**AIM:** Gather each line from the records below that contains the word "patch", and copy those lines out.

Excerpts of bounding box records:
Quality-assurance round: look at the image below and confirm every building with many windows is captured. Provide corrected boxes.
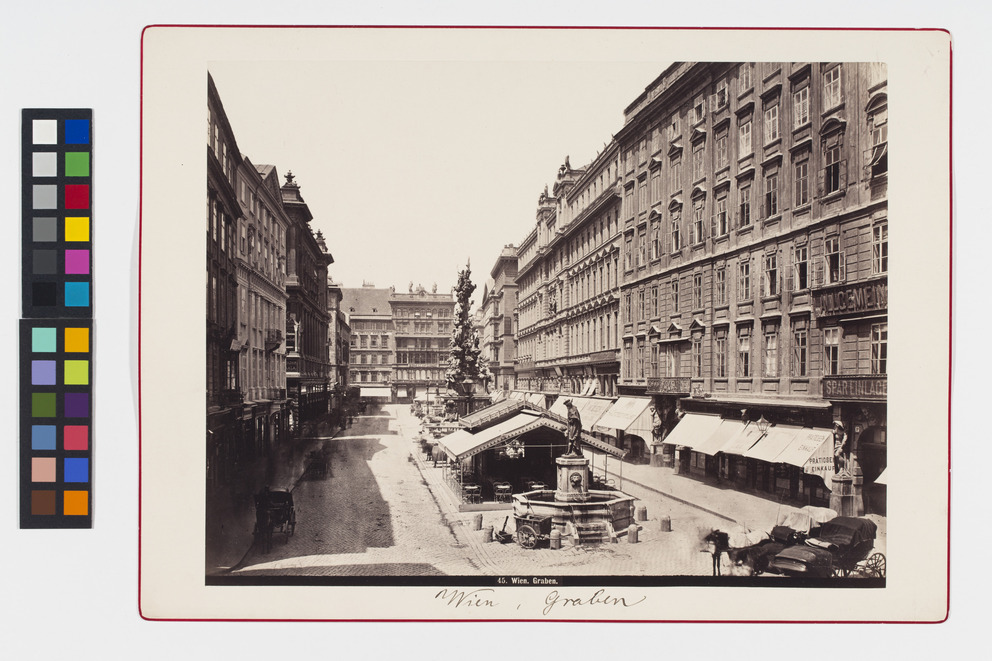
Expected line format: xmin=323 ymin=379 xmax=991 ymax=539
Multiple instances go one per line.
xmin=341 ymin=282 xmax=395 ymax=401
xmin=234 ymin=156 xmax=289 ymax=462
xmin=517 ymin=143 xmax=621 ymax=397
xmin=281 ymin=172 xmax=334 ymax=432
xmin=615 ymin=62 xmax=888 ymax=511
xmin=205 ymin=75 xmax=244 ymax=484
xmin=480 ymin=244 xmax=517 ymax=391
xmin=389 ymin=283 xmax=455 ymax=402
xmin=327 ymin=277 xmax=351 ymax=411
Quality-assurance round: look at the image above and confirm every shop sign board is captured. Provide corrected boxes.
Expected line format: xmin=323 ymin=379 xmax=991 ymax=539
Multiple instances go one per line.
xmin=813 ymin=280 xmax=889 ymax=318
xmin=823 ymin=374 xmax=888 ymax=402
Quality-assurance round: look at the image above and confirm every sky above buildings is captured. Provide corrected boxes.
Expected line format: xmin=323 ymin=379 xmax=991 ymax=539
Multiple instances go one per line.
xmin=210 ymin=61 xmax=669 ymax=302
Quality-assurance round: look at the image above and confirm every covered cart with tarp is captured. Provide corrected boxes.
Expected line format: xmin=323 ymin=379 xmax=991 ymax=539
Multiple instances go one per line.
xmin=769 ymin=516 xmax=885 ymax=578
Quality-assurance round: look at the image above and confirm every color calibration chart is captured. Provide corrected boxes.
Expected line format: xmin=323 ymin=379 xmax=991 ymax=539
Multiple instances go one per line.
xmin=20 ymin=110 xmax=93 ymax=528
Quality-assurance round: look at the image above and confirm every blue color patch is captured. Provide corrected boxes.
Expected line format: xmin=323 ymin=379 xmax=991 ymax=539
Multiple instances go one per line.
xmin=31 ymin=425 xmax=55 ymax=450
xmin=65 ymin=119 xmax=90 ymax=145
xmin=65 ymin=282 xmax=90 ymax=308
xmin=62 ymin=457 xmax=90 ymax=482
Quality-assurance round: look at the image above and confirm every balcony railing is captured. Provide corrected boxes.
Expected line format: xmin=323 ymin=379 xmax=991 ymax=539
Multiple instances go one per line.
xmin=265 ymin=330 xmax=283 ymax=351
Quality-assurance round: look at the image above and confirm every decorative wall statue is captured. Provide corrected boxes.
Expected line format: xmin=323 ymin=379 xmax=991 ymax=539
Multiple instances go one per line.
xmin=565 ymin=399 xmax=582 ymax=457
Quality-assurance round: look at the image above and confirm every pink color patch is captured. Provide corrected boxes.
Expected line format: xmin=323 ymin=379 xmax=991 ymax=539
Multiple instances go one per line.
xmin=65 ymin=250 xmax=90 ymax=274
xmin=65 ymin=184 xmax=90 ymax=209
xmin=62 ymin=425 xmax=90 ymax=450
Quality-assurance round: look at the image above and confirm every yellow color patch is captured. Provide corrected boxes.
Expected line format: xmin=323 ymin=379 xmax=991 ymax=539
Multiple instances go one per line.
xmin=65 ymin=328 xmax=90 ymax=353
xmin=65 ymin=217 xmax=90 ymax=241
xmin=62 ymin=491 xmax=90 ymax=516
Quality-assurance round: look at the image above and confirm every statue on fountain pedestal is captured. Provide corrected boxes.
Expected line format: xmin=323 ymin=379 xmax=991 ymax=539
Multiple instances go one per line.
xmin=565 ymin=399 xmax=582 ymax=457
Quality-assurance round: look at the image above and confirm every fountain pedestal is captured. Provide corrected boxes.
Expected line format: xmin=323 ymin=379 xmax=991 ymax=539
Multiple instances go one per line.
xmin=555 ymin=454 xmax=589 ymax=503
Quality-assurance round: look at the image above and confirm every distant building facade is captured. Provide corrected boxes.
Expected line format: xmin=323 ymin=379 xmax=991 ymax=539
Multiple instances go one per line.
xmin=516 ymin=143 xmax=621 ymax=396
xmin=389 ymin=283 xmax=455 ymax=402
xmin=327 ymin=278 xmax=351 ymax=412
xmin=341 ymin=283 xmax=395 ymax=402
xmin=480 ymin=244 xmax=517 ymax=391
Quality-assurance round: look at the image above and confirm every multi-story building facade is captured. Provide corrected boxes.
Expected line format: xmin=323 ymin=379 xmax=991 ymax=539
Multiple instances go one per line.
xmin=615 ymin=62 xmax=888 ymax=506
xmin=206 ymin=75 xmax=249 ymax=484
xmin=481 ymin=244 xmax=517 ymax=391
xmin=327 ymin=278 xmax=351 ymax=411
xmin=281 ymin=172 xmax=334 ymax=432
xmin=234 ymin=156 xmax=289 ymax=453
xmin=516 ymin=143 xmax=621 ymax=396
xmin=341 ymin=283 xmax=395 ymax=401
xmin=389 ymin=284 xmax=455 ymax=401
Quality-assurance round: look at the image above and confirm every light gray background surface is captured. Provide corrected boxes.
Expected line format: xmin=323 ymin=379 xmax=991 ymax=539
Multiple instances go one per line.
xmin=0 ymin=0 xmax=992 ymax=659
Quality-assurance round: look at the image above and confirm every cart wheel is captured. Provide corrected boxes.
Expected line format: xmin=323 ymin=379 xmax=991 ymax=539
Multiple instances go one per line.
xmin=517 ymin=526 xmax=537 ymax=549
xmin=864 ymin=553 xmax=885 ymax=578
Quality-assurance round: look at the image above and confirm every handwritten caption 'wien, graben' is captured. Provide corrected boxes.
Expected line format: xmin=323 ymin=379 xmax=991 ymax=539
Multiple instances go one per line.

**TASK RESULT:**
Quality-assurance round: look at the image above and confirm every blue color patch is captured. Provide corrected boxes.
Quality-assurance round: look at the image above and confirm every pink color patch is captured. Provide corrected boxes.
Quality-assurance round: look at the image above and confirm every yellow color patch is captured. Provide corrected boxes.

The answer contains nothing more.